Source material
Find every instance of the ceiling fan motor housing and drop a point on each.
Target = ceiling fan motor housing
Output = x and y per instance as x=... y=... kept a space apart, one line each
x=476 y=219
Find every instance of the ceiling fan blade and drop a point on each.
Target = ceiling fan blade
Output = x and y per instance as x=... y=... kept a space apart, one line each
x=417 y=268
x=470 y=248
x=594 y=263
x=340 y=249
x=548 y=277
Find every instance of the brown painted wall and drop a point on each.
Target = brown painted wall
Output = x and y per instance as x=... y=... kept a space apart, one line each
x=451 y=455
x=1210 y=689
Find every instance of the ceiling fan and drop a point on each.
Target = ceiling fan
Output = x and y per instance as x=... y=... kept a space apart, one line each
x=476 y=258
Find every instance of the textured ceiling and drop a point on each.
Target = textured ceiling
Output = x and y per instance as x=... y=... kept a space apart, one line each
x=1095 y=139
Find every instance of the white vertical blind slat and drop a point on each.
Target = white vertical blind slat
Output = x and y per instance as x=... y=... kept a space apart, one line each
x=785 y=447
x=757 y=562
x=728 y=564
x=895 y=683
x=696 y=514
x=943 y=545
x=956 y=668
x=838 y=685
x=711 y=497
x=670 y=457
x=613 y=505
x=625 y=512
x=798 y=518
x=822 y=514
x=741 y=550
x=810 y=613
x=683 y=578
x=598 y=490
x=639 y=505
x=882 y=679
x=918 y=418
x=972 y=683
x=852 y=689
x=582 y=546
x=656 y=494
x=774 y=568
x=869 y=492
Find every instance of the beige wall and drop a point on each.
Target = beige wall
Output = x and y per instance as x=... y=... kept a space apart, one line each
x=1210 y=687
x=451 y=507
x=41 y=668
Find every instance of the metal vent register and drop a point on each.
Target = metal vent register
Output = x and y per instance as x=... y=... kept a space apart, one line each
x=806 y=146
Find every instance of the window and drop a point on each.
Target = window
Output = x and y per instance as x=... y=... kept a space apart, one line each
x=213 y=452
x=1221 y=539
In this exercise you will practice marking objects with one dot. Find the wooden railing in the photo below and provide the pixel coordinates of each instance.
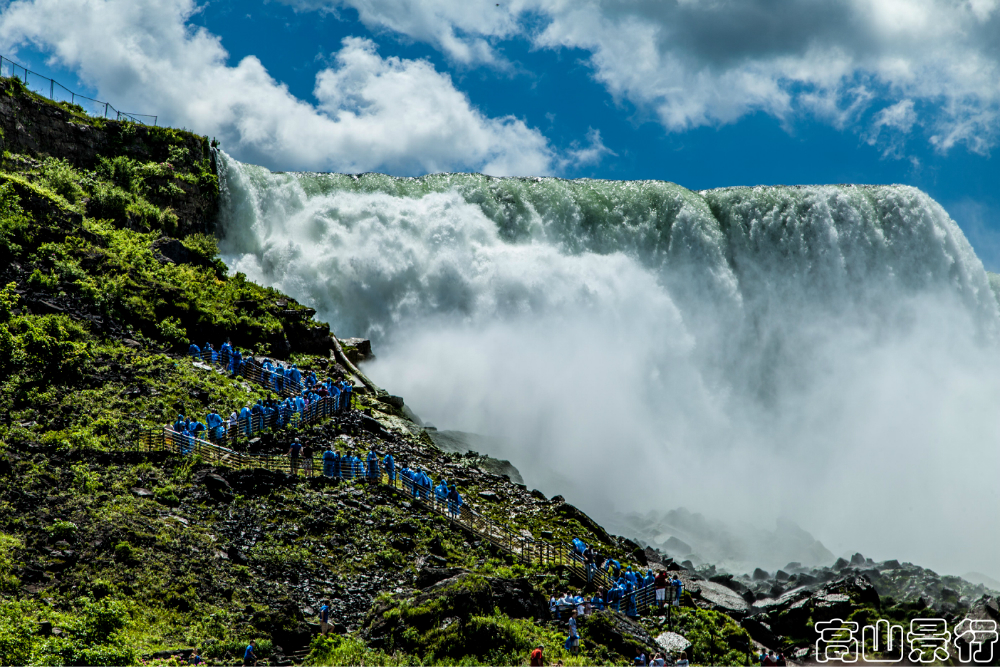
(526, 549)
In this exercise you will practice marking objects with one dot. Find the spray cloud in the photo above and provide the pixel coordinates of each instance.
(826, 355)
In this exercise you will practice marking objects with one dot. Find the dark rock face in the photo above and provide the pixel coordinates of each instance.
(794, 610)
(448, 602)
(217, 487)
(429, 576)
(166, 249)
(571, 512)
(286, 626)
(617, 632)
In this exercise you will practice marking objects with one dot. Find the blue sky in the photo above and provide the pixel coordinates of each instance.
(703, 94)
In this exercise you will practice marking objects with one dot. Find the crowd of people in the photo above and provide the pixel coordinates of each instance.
(628, 589)
(306, 398)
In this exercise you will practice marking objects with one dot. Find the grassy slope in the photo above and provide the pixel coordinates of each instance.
(92, 322)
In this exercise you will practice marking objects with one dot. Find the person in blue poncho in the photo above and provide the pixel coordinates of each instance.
(329, 458)
(215, 428)
(390, 468)
(678, 588)
(441, 492)
(454, 501)
(294, 377)
(279, 378)
(335, 394)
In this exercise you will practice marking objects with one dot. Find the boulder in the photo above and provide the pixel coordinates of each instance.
(428, 576)
(619, 633)
(448, 602)
(671, 642)
(677, 546)
(569, 512)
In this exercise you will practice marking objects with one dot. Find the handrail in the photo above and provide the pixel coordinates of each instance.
(127, 115)
(526, 549)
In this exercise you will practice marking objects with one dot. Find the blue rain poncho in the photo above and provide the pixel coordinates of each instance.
(329, 463)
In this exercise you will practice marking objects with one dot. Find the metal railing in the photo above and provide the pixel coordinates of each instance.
(59, 93)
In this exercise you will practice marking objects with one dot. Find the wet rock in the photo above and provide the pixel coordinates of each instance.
(618, 633)
(428, 576)
(671, 642)
(457, 597)
(677, 546)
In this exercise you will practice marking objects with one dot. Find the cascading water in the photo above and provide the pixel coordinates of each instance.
(822, 354)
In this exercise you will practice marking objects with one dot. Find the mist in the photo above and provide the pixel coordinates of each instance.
(826, 356)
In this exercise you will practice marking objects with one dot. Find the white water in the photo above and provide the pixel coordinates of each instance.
(822, 354)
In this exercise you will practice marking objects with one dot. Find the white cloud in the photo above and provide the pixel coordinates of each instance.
(695, 63)
(374, 113)
(891, 125)
(592, 153)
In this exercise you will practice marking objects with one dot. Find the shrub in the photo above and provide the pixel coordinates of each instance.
(63, 179)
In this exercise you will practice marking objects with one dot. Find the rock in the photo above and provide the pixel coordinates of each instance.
(286, 626)
(794, 611)
(361, 349)
(216, 485)
(428, 576)
(719, 597)
(171, 251)
(457, 597)
(236, 556)
(569, 512)
(677, 546)
(394, 401)
(618, 633)
(633, 549)
(671, 642)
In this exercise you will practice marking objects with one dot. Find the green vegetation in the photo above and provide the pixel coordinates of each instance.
(108, 269)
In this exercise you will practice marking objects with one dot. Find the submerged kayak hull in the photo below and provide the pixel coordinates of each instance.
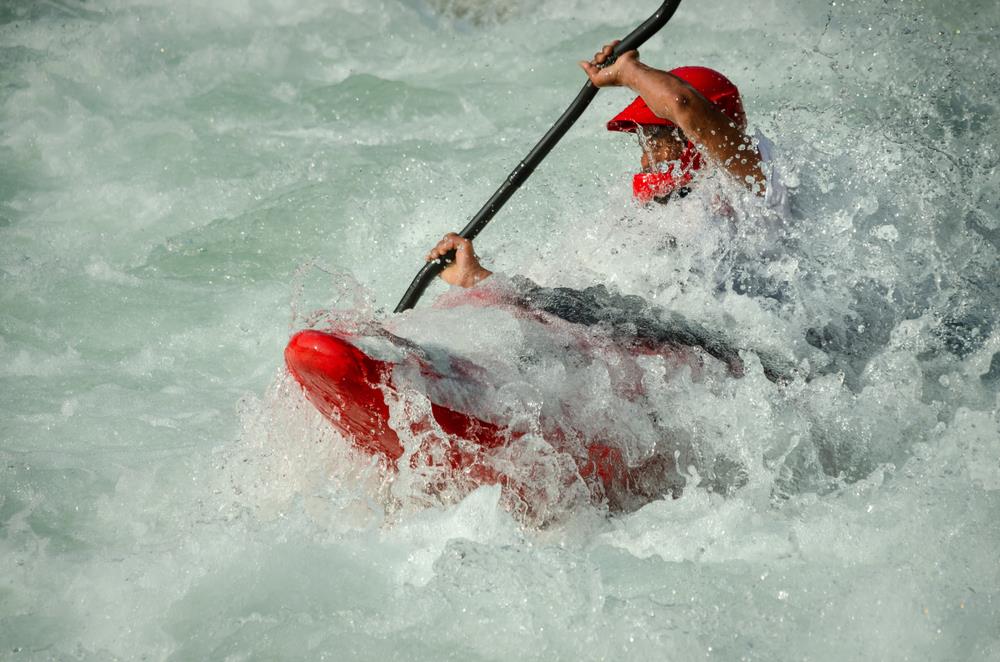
(349, 387)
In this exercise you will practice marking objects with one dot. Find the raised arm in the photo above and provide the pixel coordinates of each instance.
(670, 98)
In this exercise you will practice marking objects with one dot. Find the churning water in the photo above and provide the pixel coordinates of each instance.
(184, 183)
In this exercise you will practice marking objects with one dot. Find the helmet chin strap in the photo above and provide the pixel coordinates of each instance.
(648, 186)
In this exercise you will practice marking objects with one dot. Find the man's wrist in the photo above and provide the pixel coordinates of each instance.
(630, 73)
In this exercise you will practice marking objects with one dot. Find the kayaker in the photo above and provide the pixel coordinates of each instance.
(684, 117)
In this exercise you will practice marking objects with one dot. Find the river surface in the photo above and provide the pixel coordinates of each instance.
(183, 184)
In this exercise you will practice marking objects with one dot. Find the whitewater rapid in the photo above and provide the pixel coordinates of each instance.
(182, 186)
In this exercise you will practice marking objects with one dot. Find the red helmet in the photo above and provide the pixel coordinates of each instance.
(710, 84)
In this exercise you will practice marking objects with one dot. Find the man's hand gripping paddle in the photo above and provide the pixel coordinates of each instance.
(527, 166)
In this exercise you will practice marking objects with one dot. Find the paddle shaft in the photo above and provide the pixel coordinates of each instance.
(527, 166)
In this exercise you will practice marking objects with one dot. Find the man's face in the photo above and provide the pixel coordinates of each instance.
(660, 145)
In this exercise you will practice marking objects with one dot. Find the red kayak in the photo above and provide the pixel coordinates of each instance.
(350, 388)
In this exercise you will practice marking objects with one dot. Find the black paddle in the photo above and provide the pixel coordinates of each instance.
(527, 166)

Work instructions
Return the listing above in full and exactly, omitting all pictures.

Response to the task
Find every instance of the ceiling fan motor housing and drop a point on each.
Target = ceiling fan motor housing
Output = x and y per instance as x=... y=... kept a space apart, one line each
x=476 y=219
Find every instance of the ceiling fan blade and drop a point on each.
Target = ceiling fan blade
Output = x and y per instance as x=... y=... kept a space apart, one line each
x=417 y=268
x=470 y=248
x=594 y=263
x=340 y=249
x=548 y=277
Find every instance of the brown painted wall and drop a point on each.
Target = brown painted wall
Output = x and y per instance as x=... y=... kept a space apart, one line each
x=451 y=455
x=1210 y=689
Find every instance of the ceiling fan and drop a point on each.
Target = ceiling fan
Output = x and y per instance as x=... y=... kept a space apart, one line each
x=476 y=258
Find every instance of the textured ceiling and drop a point on each.
Target = textured ceiling
Output = x and y per instance as x=... y=... kept a space apart, one line each
x=1095 y=139
Find every instance of the white vertical blind slat and drop a point on each.
Target = white vertical blind slat
Output = x and y per instance as x=... y=... kept a space apart, one line each
x=785 y=447
x=757 y=562
x=728 y=564
x=895 y=683
x=696 y=514
x=943 y=545
x=956 y=668
x=838 y=685
x=711 y=497
x=670 y=457
x=613 y=505
x=625 y=512
x=798 y=518
x=822 y=514
x=741 y=550
x=810 y=613
x=683 y=578
x=598 y=490
x=639 y=505
x=882 y=679
x=918 y=418
x=972 y=683
x=852 y=689
x=582 y=546
x=656 y=494
x=774 y=568
x=869 y=492
Find every instance of the beige wall and drop a point on each.
Target = beige wall
Output = x and y per instance as x=... y=... kept a space apart, one line each
x=1210 y=687
x=451 y=507
x=41 y=668
Find every instance of the metal vent register and drop a point on each.
Target = metal vent register
Output = x and y per instance as x=... y=... kept a space apart, one line each
x=806 y=146
Find every instance of the window and drop a point on each.
Target = window
Output = x and y per instance as x=... y=... kept a space apart, one line each
x=213 y=452
x=1221 y=539
In this exercise you will practice marking objects with one dot. Find the wooden railing in the photo below and provide the pixel coordinates of each instance.
(526, 549)
In this exercise you will practice marking objects with one dot. Find the spray cloud in the photo above and provide the pixel coordinates of each instance.
(826, 355)
In this exercise you will practice marking objects with one dot. Find the dark rock face in the photo above and provide the pixel coordinates of each instance.
(794, 610)
(448, 602)
(217, 487)
(429, 576)
(166, 249)
(571, 512)
(286, 626)
(617, 632)
In this exercise you will practice marking objects with one dot. Find the blue sky in the photo above and provide the pixel coordinates of each instance.
(703, 94)
In this exercise you will practice marking objects with one dot. Find the crowd of people in the photo above and provide the pixel coordinates of each instance.
(628, 589)
(306, 398)
In this exercise you will practice marking objects with one dot. Find the grassy slope in the photo above and provide the pixel coordinates of each instance.
(92, 322)
In this exercise you will practice marking objects with one dot. Find the person in blue poncho in the photo above and provide the pixel coordinates of each instance.
(329, 458)
(215, 428)
(390, 468)
(678, 588)
(441, 492)
(454, 501)
(294, 377)
(279, 378)
(335, 394)
In this exercise you will practice marking objects with one dot. Find the boulder in the photo above and provide the pixel coordinates of each instance.
(428, 576)
(619, 633)
(448, 602)
(671, 642)
(677, 546)
(569, 512)
In this exercise you will practice marking objects with one dot. Find the handrail in the photo above and provide the pixel coordinates of each instance.
(127, 115)
(526, 549)
In this exercise you will practice marking objects with one dot. Find the blue rain poncho in the photo above and provide the pixel coordinates of each instance.
(329, 463)
In this exercise you will practice marking objects with one dot. Find the metal railing in the photo above and provide the pixel coordinates of each instance.
(59, 93)
In this exercise you will practice marking objects with one dot. Find the wet rock in the photo above and provide the pixel coordinates of each instance.
(618, 633)
(428, 576)
(671, 642)
(457, 597)
(677, 546)
In this exercise you will practice marking objects with one dot. Find the cascading water in the photo above and provide the pixel coordinates of each instance.
(822, 354)
In this exercise you will practice marking objects with one dot. Find the mist in the photo above and provide the pixel coordinates of each instance.
(826, 356)
In this exercise you will practice marking objects with one dot. Find the white water in the photo above and provide the pixel coordinates of each instance.
(822, 354)
In this exercise you will practice marking objects with one dot. Find the white cloud in the photo above and provide the pixel coordinates of each instance.
(695, 63)
(374, 113)
(891, 125)
(592, 153)
In this exercise you will practice marking objects with one dot. Find the shrub in the photo above and provide the pixel coordinates of each instance.
(63, 179)
In this exercise you will practice marking objects with one dot. Find the rock in the photo above and provide the pixel coordinates of each instance.
(286, 626)
(794, 611)
(361, 349)
(216, 485)
(428, 576)
(719, 597)
(171, 251)
(457, 597)
(236, 556)
(569, 512)
(677, 546)
(394, 401)
(618, 633)
(633, 549)
(671, 642)
In this exercise you will practice marking objects with one dot. Find the green vegetation in the photo above and provide the pixel coordinates of each instance.
(108, 269)
In this exercise you will practice marking objects with one dot. Find the submerged kayak hull in the photo below and provide the pixel coordinates of each instance.
(349, 387)
In this exercise you will practice marking objects with one dot. Find the raised arm in the photo above and provide the pixel coordinates of each instance.
(670, 98)
In this exercise you will practice marking objects with one dot. Find the churning water in the photo above and provide the pixel coordinates of each instance.
(184, 183)
In this exercise you will practice marking objects with one dot. Find the helmet chin strap in the photo above and provide the pixel coordinates of each instance.
(648, 186)
In this exercise you will practice marking objects with one dot. Find the man's wrist in the photo above and provide the pixel coordinates of each instance.
(630, 73)
In this exercise you will practice marking objects with one dot. Find the kayaker in the photo above and provide the pixel coordinates of each instance.
(684, 117)
In this exercise you will practice marking objects with one dot. Find the river surface in the photo above and provide the pixel coordinates of each instance.
(183, 184)
In this exercise you will practice marking objects with one dot. Find the whitewater rapid in the photo above and provide the pixel coordinates of each instance.
(182, 186)
In this exercise you will practice marking objects with one dot. Find the red helmet in the photo above and provide the pixel coordinates of each instance.
(710, 84)
In this exercise you will practice marking objects with one dot. Find the man's hand gripping paddle in the photo above and provide the pixel coordinates of each instance.
(527, 166)
In this exercise you will practice marking objects with one dot. Find the paddle shaft in the photo above and provide the pixel coordinates of each instance.
(527, 166)
In this exercise you will practice marking objects with one dot. Find the man's face in the photo above and provide the pixel coordinates of each instance.
(660, 145)
In this exercise you will practice marking objects with one dot. Find the red kayak in the photo above and provide the pixel coordinates of each instance.
(350, 388)
In this exercise you will practice marking objects with one dot. Find the black paddle in the photo above and provide the pixel coordinates of each instance.
(527, 166)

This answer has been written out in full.